## Exercise brief:
Scan the lines below; pull out those with "instance".

## Given entries:
--- START ---

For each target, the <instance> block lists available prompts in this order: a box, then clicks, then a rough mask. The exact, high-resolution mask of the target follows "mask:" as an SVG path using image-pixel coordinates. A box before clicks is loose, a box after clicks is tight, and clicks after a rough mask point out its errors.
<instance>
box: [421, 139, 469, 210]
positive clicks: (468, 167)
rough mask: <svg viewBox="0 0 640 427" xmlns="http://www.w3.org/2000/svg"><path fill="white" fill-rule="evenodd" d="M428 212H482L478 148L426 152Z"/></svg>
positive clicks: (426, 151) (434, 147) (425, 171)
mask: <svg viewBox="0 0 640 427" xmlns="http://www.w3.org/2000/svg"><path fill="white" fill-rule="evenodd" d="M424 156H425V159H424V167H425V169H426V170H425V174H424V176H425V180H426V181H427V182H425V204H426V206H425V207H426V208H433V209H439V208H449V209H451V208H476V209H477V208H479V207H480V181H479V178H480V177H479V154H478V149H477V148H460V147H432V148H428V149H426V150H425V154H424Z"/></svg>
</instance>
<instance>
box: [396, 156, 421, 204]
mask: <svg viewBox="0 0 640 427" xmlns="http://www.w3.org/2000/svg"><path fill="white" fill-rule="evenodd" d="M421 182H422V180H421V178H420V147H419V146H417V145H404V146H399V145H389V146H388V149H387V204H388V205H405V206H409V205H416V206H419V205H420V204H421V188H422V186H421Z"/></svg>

--- END ---

## Worked solution:
For each target, the <instance> block lists available prompts in this order: a box, then clicks, then a rough mask. The exact, high-resolution mask of the target follows "mask:" as an SVG path using image-pixel coordinates. A box before clicks is loose, a box after clicks is tight, and clicks after a rough mask point out its errors.
<instance>
</instance>
<instance>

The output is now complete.